▶ **AIM**
Reproduce exactly the lines from the line containing "target | slate roof" through the end of the records below, including both ends, and nothing else.

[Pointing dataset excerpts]

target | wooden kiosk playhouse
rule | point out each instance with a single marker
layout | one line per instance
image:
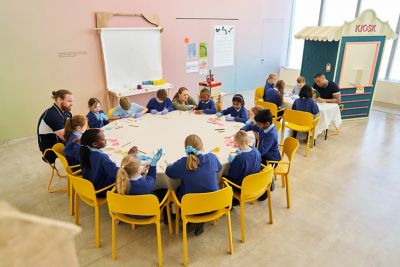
(349, 55)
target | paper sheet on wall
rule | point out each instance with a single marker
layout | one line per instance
(224, 45)
(203, 66)
(192, 66)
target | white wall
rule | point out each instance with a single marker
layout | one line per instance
(388, 92)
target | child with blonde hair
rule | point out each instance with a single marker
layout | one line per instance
(126, 109)
(74, 128)
(96, 117)
(197, 171)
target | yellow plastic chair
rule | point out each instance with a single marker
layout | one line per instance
(253, 186)
(272, 107)
(300, 121)
(59, 151)
(120, 206)
(194, 206)
(84, 190)
(109, 114)
(290, 147)
(54, 169)
(258, 94)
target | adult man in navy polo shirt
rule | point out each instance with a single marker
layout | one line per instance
(50, 128)
(328, 90)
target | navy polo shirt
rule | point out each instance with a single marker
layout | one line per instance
(52, 120)
(328, 91)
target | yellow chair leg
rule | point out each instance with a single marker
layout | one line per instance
(177, 221)
(97, 225)
(113, 239)
(271, 220)
(169, 218)
(158, 229)
(71, 199)
(283, 132)
(288, 198)
(76, 208)
(242, 220)
(185, 259)
(230, 232)
(308, 143)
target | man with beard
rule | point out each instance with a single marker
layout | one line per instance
(50, 129)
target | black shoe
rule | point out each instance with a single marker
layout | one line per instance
(199, 230)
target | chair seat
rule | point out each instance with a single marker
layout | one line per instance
(281, 169)
(100, 201)
(133, 220)
(206, 217)
(299, 128)
(248, 197)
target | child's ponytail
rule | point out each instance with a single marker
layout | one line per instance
(122, 181)
(192, 162)
(129, 167)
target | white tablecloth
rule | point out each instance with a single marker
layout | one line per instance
(329, 113)
(151, 132)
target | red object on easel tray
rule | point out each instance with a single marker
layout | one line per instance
(213, 84)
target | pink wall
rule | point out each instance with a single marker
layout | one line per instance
(34, 32)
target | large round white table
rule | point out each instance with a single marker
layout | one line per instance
(151, 132)
(329, 113)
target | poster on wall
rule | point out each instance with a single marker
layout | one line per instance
(203, 66)
(224, 45)
(203, 50)
(192, 66)
(191, 51)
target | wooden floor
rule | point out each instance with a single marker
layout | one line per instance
(345, 210)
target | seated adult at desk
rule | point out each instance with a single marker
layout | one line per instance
(50, 128)
(328, 90)
(183, 101)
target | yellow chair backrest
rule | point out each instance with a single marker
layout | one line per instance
(278, 126)
(254, 185)
(299, 117)
(268, 105)
(198, 203)
(84, 188)
(59, 151)
(259, 94)
(59, 148)
(109, 112)
(290, 147)
(146, 205)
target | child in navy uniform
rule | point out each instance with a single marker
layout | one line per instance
(206, 105)
(73, 130)
(267, 142)
(305, 103)
(246, 160)
(126, 109)
(237, 112)
(161, 103)
(197, 171)
(96, 117)
(96, 166)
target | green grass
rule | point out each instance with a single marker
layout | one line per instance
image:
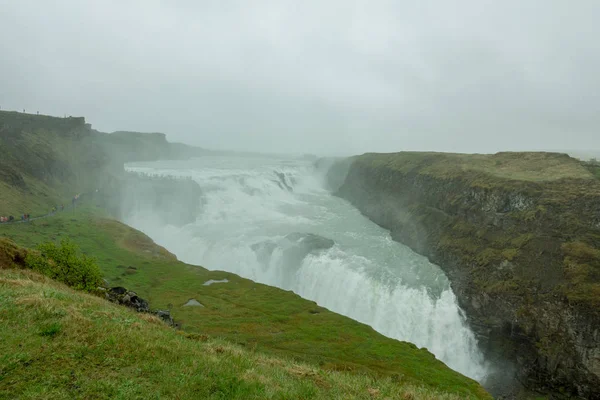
(256, 317)
(61, 344)
(521, 166)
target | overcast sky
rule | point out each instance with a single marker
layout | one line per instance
(321, 76)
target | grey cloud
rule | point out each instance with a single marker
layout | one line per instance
(313, 76)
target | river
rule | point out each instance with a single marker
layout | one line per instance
(254, 215)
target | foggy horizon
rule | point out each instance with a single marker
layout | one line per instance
(320, 78)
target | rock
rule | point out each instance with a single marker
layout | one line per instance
(211, 281)
(193, 303)
(121, 295)
(165, 316)
(518, 253)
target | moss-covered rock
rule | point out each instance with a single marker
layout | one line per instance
(518, 234)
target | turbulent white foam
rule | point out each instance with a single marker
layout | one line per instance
(365, 276)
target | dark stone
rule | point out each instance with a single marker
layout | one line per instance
(165, 316)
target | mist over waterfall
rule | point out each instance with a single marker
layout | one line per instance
(271, 220)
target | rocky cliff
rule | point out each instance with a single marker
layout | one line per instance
(518, 234)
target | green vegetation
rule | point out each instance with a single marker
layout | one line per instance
(247, 340)
(594, 167)
(45, 162)
(518, 234)
(533, 167)
(64, 264)
(61, 344)
(257, 317)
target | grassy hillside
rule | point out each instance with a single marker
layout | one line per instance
(521, 166)
(45, 161)
(518, 234)
(256, 341)
(257, 317)
(61, 344)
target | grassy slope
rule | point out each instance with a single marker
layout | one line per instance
(521, 166)
(61, 344)
(49, 159)
(560, 185)
(256, 317)
(44, 162)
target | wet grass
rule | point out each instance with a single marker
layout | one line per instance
(61, 344)
(520, 166)
(255, 317)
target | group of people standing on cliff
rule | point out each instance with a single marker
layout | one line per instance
(24, 217)
(27, 217)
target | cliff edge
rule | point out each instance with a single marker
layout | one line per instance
(518, 234)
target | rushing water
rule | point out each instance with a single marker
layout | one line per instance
(252, 205)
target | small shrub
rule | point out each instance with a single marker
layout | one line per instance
(51, 330)
(64, 263)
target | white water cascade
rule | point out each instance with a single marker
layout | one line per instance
(254, 222)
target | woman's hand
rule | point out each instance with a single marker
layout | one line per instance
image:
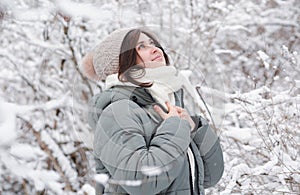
(175, 111)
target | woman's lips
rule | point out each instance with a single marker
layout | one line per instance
(157, 58)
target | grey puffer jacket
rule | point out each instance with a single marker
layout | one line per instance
(130, 138)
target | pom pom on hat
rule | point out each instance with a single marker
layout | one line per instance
(103, 60)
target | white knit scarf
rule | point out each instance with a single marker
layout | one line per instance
(165, 79)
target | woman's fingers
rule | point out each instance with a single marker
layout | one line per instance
(172, 111)
(160, 112)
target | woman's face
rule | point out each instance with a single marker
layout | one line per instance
(149, 54)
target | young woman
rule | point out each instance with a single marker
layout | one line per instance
(145, 141)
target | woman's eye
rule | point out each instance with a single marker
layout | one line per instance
(141, 46)
(151, 42)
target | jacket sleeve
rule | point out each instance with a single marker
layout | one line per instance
(209, 146)
(121, 146)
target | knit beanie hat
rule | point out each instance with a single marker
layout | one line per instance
(103, 60)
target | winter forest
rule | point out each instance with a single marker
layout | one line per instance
(243, 56)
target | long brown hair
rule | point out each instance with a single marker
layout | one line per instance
(128, 69)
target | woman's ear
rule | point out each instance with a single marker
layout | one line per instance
(88, 67)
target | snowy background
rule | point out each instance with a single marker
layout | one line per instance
(244, 56)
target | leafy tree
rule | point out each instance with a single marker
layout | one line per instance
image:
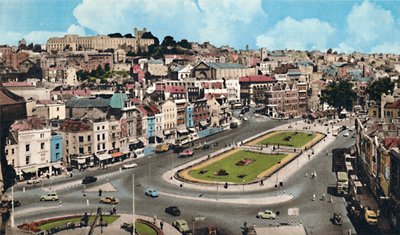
(168, 41)
(185, 44)
(107, 67)
(378, 87)
(339, 95)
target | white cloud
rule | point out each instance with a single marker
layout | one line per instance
(369, 25)
(306, 34)
(221, 22)
(387, 47)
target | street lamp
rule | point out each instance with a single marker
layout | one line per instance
(150, 170)
(133, 204)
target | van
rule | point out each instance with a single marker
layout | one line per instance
(162, 148)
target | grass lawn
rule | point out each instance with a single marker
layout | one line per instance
(289, 138)
(108, 218)
(261, 162)
(144, 229)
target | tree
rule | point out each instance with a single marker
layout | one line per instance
(168, 41)
(339, 95)
(378, 87)
(107, 67)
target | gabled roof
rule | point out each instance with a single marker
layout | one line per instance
(88, 103)
(394, 105)
(226, 66)
(257, 79)
(118, 100)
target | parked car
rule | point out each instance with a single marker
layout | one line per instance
(173, 210)
(186, 153)
(267, 214)
(151, 192)
(109, 200)
(34, 181)
(181, 226)
(89, 179)
(129, 165)
(162, 148)
(8, 204)
(370, 217)
(49, 197)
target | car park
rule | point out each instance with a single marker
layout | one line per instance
(181, 225)
(49, 197)
(129, 165)
(186, 153)
(151, 192)
(89, 179)
(109, 200)
(267, 214)
(173, 210)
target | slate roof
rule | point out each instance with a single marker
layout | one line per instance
(88, 103)
(118, 100)
(226, 66)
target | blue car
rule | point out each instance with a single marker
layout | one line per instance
(151, 192)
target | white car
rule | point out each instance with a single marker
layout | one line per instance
(129, 165)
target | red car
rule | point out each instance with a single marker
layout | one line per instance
(186, 153)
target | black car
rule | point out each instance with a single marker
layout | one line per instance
(173, 210)
(89, 179)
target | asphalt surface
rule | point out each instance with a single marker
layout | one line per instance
(314, 215)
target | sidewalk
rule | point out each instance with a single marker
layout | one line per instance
(115, 227)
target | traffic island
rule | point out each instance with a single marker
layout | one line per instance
(253, 161)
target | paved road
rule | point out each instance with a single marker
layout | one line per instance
(314, 214)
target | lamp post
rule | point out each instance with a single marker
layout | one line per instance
(150, 170)
(133, 205)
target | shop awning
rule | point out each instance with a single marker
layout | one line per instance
(203, 123)
(134, 141)
(29, 170)
(182, 131)
(142, 139)
(167, 132)
(117, 154)
(57, 166)
(103, 157)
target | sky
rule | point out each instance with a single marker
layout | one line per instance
(343, 25)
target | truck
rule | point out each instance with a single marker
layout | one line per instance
(342, 183)
(162, 148)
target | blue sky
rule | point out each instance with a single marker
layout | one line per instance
(344, 25)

▶ **SOLUTION FOR THIS EXERCISE**
target | slate roof
rule | point out each instance with a single marker
layout | one line per instance
(88, 103)
(118, 100)
(226, 66)
target | blue car
rule | point out each instance with a single marker
layout | one line per instance
(151, 192)
target | white car
rule | point out each instance with a single marker
layout | one line per instance
(129, 165)
target | red car
rule | point out each instance with a single marker
layout | one line per instance
(186, 153)
target | black car
rule | point out each instance with a single marker
layout | one line per instance
(173, 210)
(89, 179)
target | asphalt surface
rule | point out each instance with a single marker
layout | one line per instance
(314, 215)
target | sidewalk
rule | point out each instance with a single marker
layout | one line per instance
(115, 227)
target | traffic island
rule | point out each instance with a single marker
layout | one line per instance
(253, 161)
target | paved road
rule | point out each instance with a single marker
layout | one line per instance
(314, 214)
target | lamp post
rule | point out each instance with a single marker
layout | one line per instance
(150, 170)
(133, 205)
target | shop awning
rule | point out each instance with a single marker
layout | one line per instance
(203, 123)
(134, 141)
(29, 170)
(182, 131)
(142, 139)
(167, 132)
(117, 154)
(57, 166)
(103, 157)
target | sky
rule | point out each instance with a single marker
layout | one line per instance
(343, 25)
target | truck
rule | point out each instance with a single marker
layout | one line per instance
(342, 183)
(162, 148)
target | blue sky
rule | point out each instance with a single marker
layout | one line per instance
(344, 25)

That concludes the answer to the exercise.